**What is needed**
Reproduce the lines of the data below exactly, everything from the line containing "Question. For every instance of the yellow wheel" down to the line containing "(1182, 630)", including both of those lines.

-- start of Given information --

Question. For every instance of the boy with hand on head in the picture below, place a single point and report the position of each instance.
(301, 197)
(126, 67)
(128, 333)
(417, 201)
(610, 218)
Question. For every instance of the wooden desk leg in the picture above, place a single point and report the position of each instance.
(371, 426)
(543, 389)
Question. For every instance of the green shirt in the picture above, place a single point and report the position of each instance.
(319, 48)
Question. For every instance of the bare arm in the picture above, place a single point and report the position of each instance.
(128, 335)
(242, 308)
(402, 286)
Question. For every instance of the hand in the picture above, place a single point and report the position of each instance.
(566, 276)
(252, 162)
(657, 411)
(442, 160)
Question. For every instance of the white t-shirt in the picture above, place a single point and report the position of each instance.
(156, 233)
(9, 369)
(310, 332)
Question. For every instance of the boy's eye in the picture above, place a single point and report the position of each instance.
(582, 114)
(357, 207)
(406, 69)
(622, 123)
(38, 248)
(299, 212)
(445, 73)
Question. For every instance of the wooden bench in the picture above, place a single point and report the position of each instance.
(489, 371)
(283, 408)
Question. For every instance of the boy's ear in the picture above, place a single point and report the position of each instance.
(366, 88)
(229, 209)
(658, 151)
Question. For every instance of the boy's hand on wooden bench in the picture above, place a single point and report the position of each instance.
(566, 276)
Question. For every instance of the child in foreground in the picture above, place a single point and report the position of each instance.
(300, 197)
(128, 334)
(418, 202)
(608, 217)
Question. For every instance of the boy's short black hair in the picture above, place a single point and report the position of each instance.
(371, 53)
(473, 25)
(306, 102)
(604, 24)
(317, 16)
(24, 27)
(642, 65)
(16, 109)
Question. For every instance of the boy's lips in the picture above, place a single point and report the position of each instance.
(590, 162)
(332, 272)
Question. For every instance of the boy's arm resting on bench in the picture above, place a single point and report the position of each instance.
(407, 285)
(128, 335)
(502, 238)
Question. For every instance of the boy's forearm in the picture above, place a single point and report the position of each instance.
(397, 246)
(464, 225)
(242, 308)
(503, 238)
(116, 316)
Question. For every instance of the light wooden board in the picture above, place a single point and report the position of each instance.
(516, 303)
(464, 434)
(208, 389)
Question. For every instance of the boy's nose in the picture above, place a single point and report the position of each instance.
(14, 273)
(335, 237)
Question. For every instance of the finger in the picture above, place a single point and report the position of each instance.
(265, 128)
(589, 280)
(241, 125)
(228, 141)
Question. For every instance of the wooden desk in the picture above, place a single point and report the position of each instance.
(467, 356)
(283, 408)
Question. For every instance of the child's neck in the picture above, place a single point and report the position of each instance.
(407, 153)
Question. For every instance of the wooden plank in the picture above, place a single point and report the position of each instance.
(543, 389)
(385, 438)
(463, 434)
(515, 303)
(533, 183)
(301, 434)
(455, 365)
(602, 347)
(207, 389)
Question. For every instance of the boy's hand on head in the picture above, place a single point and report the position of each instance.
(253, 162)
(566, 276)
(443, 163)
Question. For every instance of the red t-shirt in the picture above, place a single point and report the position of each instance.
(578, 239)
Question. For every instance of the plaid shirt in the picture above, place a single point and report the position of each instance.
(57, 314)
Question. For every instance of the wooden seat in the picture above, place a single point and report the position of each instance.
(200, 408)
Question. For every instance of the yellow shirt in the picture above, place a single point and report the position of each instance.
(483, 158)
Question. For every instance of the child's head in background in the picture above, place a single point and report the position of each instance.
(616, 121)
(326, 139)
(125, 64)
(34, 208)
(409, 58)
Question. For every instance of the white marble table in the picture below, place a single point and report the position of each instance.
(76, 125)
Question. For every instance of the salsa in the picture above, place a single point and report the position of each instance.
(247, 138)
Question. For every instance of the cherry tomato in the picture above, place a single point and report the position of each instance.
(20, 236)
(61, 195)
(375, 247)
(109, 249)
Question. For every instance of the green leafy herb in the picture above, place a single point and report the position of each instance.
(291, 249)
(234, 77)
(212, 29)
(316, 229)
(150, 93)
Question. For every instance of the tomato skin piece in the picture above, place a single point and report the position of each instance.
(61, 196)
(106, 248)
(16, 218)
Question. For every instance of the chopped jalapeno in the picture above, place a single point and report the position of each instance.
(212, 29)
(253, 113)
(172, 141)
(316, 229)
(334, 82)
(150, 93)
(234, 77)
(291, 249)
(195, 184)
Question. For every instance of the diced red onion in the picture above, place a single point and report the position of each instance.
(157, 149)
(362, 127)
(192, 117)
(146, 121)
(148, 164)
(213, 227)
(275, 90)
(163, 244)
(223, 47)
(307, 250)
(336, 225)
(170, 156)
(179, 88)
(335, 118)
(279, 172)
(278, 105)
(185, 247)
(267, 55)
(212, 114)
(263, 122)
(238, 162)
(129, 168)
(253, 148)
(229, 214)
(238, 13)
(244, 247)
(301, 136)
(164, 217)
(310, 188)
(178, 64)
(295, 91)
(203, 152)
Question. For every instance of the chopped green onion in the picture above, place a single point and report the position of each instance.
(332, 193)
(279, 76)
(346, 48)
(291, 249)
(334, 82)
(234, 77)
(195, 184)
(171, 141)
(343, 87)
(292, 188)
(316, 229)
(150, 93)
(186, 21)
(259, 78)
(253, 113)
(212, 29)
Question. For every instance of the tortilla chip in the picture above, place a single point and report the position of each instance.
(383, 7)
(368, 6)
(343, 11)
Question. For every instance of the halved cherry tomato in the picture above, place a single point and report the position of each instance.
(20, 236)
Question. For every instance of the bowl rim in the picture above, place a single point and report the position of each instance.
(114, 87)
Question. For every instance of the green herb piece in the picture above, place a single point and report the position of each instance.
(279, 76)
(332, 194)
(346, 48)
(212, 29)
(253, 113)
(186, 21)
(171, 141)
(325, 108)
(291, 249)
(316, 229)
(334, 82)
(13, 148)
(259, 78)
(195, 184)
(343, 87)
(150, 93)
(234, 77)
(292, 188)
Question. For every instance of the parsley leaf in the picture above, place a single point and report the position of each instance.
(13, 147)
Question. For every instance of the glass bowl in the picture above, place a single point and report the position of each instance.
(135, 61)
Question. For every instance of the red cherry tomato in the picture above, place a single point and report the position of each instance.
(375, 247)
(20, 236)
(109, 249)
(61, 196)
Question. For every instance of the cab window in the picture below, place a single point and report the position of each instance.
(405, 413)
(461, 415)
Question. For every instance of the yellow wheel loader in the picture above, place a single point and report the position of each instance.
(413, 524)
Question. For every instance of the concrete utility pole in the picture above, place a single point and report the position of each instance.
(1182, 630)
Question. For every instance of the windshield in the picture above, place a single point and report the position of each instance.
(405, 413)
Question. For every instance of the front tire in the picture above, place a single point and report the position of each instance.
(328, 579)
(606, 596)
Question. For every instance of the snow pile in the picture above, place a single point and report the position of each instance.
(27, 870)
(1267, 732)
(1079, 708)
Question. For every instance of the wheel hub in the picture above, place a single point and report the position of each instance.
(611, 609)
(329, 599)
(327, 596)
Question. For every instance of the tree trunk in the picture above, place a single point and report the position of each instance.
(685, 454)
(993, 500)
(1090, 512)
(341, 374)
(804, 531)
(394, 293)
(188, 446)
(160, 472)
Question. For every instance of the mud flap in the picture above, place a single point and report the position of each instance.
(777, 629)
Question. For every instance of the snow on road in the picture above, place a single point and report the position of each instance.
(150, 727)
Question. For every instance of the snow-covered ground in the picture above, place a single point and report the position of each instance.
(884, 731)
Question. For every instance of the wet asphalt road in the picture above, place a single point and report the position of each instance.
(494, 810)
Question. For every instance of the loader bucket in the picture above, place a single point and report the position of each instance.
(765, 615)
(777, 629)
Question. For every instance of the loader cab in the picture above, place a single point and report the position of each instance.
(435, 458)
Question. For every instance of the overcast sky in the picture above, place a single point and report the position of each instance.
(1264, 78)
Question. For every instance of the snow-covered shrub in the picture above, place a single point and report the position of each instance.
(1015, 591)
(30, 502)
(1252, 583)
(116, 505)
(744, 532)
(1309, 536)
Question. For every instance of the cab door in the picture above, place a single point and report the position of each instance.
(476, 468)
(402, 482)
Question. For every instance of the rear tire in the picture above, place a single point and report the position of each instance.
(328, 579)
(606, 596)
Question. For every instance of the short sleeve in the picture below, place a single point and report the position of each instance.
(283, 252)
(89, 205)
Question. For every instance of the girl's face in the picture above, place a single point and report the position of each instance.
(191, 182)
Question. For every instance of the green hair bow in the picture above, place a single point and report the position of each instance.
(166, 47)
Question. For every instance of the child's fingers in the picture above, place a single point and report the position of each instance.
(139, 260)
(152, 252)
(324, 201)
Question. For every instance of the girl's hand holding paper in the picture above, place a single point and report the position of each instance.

-- end of Given information --

**Answer to this exercise**
Question. For every instance of the yellow wheel loader in the picture above, place a single point and report the position of each instance.
(413, 524)
Question. For every instance of the concrete utility pole in the picture above, place a single point and report the position of each instance.
(1182, 630)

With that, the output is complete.